# Study questions:
[1] In the passage on flamingo die-offs, reproduce the text between "Die-offs of lesser" and "et al. 2006).", inclusive, swapping "lesser flamingos" for "flamingo populations".
[2] Answer these questions about the passage on flamingo die-offs:
(a) For how long have the die-offs attracted researchers' interest?
(b) Pollution through which two things is cited as a possible cause?
(c) Which possible cause is credited to Sileo et al. 1979 and Kock et al. 1999?

# Selected passage:
Die-offs of lesser flamingos at some East African rift valley lakes have attracted researchers interests for four decades (Table 1). They are a threat to the economic and conservation status of the otherwise impoverished regions whose lakes host these birds. Possible causes that have been cited involve habitat degradation (Krienitz and Kotut 2010), infectious diseases (Sileo et al. 1979, Kock et al. 1999) and pollution through heavy metals and pesticides (Greichus et al. 1978, Kairu 1996). Additional suggestions include changes in food quantity and diet quality (Motelin et al. 2000, Ndetei and Muhandiki 2005, Krienitz and Kotut 2010, Kaggwa et al. 2013) and toxic cyanobacteria (Ballot et al. 2004a, b, Krienitz et al. 2005, Koenig 2006, Lugomela et al. 2006).

# Data block:
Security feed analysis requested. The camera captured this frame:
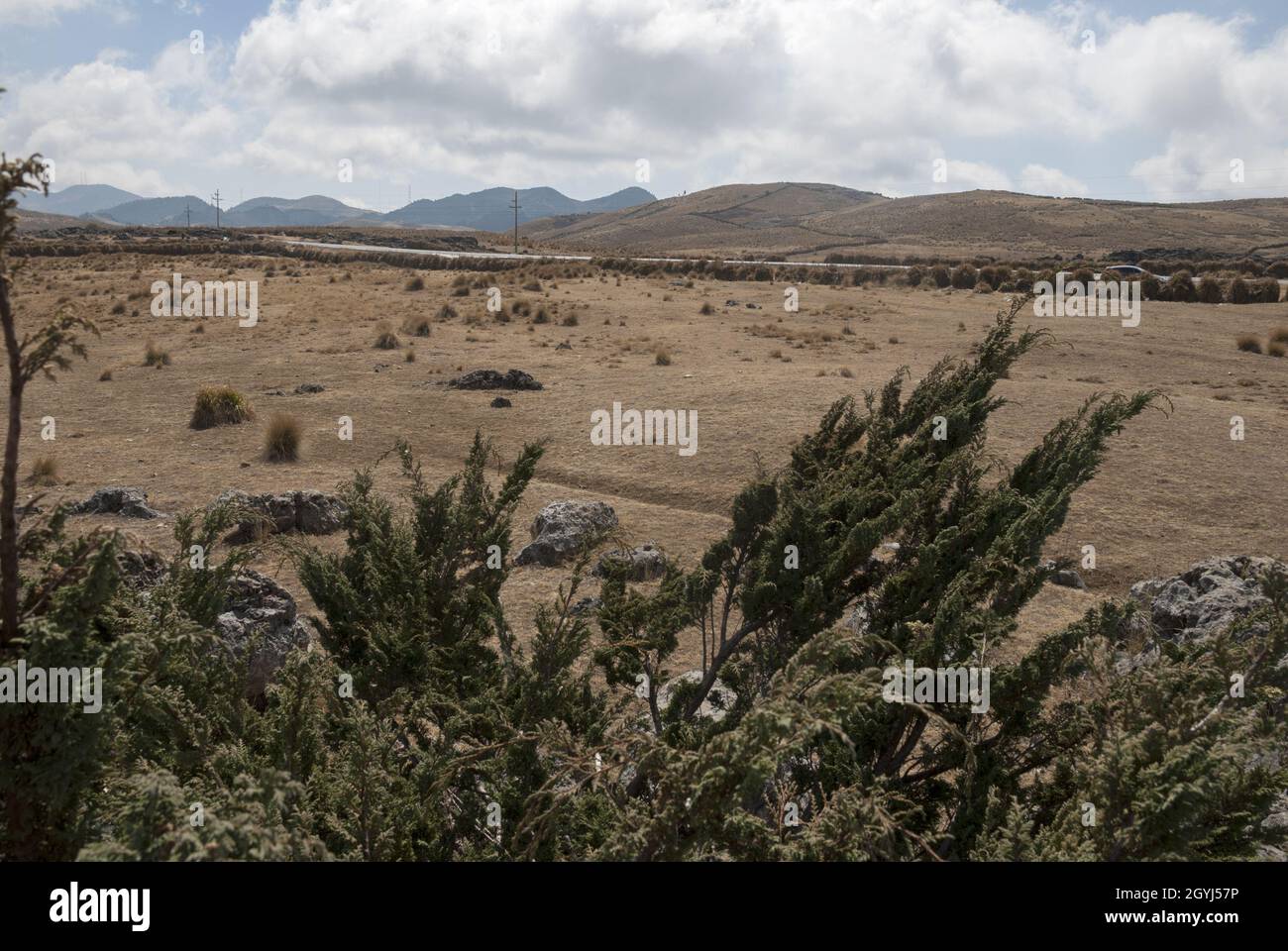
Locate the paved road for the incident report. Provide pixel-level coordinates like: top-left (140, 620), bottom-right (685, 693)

# Solutions in order:
[1]
Die-offs of flamingo populations at some East African rift valley lakes have attracted researchers interests for four decades (Table 1). They are a threat to the economic and conservation status of the otherwise impoverished regions whose lakes host these birds. Possible causes that have been cited involve habitat degradation (Krienitz and Kotut 2010), infectious diseases (Sileo et al. 1979, Kock et al. 1999) and pollution through heavy metals and pesticides (Greichus et al. 1978, Kairu 1996). Additional suggestions include changes in food quantity and diet quality (Motelin et al. 2000, Ndetei and Muhandiki 2005, Krienitz and Kotut 2010, Kaggwa et al. 2013) and toxic cyanobacteria (Ballot et al. 2004a, b, Krienitz et al. 2005, Koenig 2006, Lugomela et al. 2006).

[2]
(a) Four decades.
(b) Heavy metals and pesticides.
(c) Infectious diseases.